The response should consist of every line below, unchanged.

#### Records supplied

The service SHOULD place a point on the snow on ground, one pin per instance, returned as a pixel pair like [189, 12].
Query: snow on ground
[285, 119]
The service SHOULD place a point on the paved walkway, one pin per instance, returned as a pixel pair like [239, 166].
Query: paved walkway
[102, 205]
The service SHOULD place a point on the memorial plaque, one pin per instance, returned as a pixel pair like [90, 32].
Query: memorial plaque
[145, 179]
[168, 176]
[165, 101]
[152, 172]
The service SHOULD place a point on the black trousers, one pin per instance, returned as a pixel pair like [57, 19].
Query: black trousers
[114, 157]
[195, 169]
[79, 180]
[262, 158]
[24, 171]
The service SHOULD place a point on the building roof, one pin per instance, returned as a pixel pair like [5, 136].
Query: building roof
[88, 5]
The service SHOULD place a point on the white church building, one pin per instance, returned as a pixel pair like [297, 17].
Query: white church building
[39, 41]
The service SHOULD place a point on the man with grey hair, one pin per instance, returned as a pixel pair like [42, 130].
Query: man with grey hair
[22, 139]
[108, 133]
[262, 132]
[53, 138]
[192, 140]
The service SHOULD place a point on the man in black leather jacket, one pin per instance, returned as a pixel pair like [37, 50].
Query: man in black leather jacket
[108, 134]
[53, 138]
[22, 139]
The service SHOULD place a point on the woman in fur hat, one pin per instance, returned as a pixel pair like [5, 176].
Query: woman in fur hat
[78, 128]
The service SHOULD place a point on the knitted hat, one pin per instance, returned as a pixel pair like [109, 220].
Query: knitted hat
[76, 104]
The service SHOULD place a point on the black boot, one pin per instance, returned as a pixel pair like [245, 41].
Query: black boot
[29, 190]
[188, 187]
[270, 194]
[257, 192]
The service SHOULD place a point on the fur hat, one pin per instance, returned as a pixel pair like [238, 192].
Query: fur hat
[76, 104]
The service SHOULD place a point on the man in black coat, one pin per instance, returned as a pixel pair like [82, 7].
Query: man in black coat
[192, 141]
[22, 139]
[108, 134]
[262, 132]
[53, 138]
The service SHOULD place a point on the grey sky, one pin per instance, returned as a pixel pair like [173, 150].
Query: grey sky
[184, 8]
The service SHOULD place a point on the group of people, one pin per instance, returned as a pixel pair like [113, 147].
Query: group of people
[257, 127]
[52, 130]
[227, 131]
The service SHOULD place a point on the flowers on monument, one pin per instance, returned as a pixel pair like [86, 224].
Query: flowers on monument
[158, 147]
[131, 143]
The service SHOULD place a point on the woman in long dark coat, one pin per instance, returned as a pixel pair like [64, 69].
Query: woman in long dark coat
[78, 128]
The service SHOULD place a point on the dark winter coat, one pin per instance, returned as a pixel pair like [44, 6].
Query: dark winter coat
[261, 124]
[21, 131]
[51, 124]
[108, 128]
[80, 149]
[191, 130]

########

** Response below **
The service SHOULD place a point on the snow on ground, one pin per instance, returned as a pixel pair like [189, 12].
Query: snow on ground
[285, 119]
The service SHOULD place a point on the paved walkway, one pin per instance, returned as a pixel pair like [239, 166].
Query: paved walkway
[102, 205]
The service SHOULD place a point on the memorial plaque, one pin per instance, returned as a pixel pair like [90, 32].
Query: memorial plaque
[145, 179]
[168, 176]
[165, 101]
[152, 172]
The service SHOULD place a point on the black trousers, one pin per instance, returned as a pixel pair like [57, 19].
Query: black trousers
[114, 157]
[195, 169]
[79, 180]
[262, 158]
[24, 171]
The service SHOULD place a point on the building roof, one pin per instance, returned as a pixel pair like [5, 136].
Query: building roof
[88, 5]
The service SHOULD place a point on the white church building, one pin per instance, returned as a pixel pair like [297, 17].
Query: white church building
[39, 41]
The service SHOULD place a point on the man with grey hair, one pin per instance, returned as a pixel pair like [42, 130].
Query: man with grey hair
[22, 139]
[108, 133]
[262, 132]
[53, 138]
[192, 140]
The service SHOULD place a point on the man in black leather jacket, one pin per instance, returned as a pixel pair like [37, 50].
Query: man in black leather jacket
[108, 134]
[53, 138]
[22, 139]
The service SHOULD place a point on the woman in fur hat, one pin per instance, returned as a pixel pair like [5, 176].
Query: woman in fur hat
[78, 128]
The service SHOULD place a point on the knitted hat, one pin per instance, returned as a pixel pair like [109, 220].
Query: knitted hat
[76, 104]
The service SHOULD place a point on the black boot, one pin per instance, returned as a pixel pair like [245, 41].
Query: black boot
[29, 190]
[188, 187]
[270, 194]
[257, 192]
The service SHOULD place a point on the fur hat, one pin per instance, returned as a pixel pair like [238, 192].
Query: fur hat
[76, 104]
The service SHOULD place a point on the man in black coat, one pin per instance, returned as a pixel pair like [82, 7].
Query: man in black coat
[192, 141]
[22, 139]
[108, 134]
[262, 132]
[53, 138]
The service SHOULD place a point on the grey sky, one pin per instance, returned as a pixel pair like [173, 150].
Query: grey sky
[184, 8]
The service SHOULD place a point on the group of people, one pin per instance, returned as a pixel pair like [113, 147].
Query: group of people
[257, 127]
[52, 130]
[227, 131]
The service SHOULD place a point on the flowers on monument, one pin per instance, returned as a pixel pair like [86, 224].
Query: flowers on monument
[158, 147]
[131, 143]
The service SHOULD place a point on the woman in long dark coat, one pin per instance, returned as a pixel pair like [64, 69].
Query: woman in long dark coat
[78, 128]
The service SHOULD place a point on the dark winter coat, one pin per instance, returned as a pixel pair like [44, 6].
Query: dark winter coat
[261, 124]
[21, 131]
[51, 124]
[108, 128]
[80, 149]
[191, 130]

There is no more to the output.